DESCRIPTION OF THE TASK
Could you copy the court opinion excerpt on prejudicial evidence word for word, between "Under the circumstances" and "281, 286 (2000).", inclusive?

PROVIDED PASSAGE
Owens correctly points out that evidence of a prior abusive relationship should be excluded if unduly prejudicial. "In a sense," however, "all 'evidence tending to prove guilt is prejudicial' — at least from the point of view of the person standing trial." Thomas v. Commonwealth, 44 Va. App. 741, 757-58, 607 S.E.2d 738, 746 (quotingPowell v. Commonwealth, 267 Va. 107, 141, 590 S.E.2d 537, 558 (2004)),adopted upon reh'g en banc, 45 Va. App. 811, 613 S.E.2d 870 (2005). Virginia law excludes relevant evidence "only when the alleged prejudice tends to inflame irrational emotions or leads to illegitimate inferences. And even then, it becomes a matter of degree." Id. "We generally defer to trial judges on this subject because they, unlike us, participate first person in the evidentiary process and acquire competencies on the subject that we can rarely duplicate merely by reading briefs and transcripts." Id. at 758, 607 S.E.2d at 746.

Under the circumstances of this case, we see no reason to question the trial court's judgment call on this issue. The evidence was probative of Owens's relationship with his wife, showing a pattern of abuse leading directly to her murder. That this evidence reflected poorly on Owens does not require its exclusion. A criminal defendant "has no right to have the evidence 'sanitized' so as to deny the jury knowledge of all but the immediate crime for which he is on trial." Gregory v. Commonwealth, 46 Va. App. 683, 696-97, 621 S.E.2d 162, 169 (2005) (citation omitted); see also Jones v. Commonwealth, 32 Va. App. 30, 41, 526 S.E.2d 281, 286 (2000).

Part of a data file
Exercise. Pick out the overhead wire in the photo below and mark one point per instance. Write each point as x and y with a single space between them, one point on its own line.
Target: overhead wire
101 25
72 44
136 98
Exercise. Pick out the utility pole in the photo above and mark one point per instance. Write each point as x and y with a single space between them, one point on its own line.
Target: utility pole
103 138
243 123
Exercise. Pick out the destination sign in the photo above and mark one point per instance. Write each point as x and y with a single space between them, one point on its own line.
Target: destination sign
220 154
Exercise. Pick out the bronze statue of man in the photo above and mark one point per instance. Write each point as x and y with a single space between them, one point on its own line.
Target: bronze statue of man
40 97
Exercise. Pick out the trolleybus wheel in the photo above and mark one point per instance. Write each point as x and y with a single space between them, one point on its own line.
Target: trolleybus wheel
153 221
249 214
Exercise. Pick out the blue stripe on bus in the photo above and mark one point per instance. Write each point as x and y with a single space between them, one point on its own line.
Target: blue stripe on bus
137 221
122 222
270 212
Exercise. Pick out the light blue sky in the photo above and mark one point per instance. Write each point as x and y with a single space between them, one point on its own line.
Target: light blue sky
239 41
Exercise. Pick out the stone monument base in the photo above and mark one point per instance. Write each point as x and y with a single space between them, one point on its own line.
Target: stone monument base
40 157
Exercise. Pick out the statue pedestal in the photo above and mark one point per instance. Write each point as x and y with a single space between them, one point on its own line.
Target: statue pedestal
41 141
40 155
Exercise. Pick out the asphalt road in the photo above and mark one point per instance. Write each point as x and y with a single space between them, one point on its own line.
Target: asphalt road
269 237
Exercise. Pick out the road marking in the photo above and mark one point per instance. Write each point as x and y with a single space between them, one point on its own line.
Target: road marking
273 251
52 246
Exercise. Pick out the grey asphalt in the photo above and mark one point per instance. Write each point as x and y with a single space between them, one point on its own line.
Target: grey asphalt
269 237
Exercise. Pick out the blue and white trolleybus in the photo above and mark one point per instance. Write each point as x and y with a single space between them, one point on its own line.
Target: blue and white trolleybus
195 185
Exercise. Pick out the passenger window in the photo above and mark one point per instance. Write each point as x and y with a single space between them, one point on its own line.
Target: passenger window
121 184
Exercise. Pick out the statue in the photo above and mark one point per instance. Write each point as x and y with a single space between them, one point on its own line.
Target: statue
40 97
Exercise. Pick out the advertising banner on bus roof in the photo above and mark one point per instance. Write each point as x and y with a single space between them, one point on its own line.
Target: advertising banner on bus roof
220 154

TASK ANSWER
Under the circumstances of this case, we see no reason to question the trial court's judgment call on this issue. The evidence was probative of Owens's relationship with his wife, showing a pattern of abuse leading directly to her murder. That this evidence reflected poorly on Owens does not require its exclusion. A criminal defendant "has no right to have the evidence 'sanitized' so as to deny the jury knowledge of all but the immediate crime for which he is on trial." Gregory v. Commonwealth, 46 Va. App. 683, 696-97, 621 S.E.2d 162, 169 (2005) (citation omitted); see also Jones v. Commonwealth, 32 Va. App. 30, 41, 526 S.E.2d 281, 286 (2000).